**PROVIDED ENTRIES:**

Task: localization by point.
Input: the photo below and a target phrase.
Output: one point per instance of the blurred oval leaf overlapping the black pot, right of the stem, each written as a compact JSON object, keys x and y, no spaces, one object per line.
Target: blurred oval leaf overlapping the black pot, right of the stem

...

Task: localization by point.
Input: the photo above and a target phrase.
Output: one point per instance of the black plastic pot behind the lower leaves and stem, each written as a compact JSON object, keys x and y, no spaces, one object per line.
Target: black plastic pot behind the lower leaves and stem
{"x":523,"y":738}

**ACTIVITY:** Write out every line in the data that holds the string "blurred".

**EXPECTED OUTPUT:**
Output: one point per instance of the blurred oval leaf overlapping the black pot, right of the stem, each written as a compact JSON object, keys x and y, no spaces, one object per line.
Target: blurred oval leaf overlapping the black pot, right of the stem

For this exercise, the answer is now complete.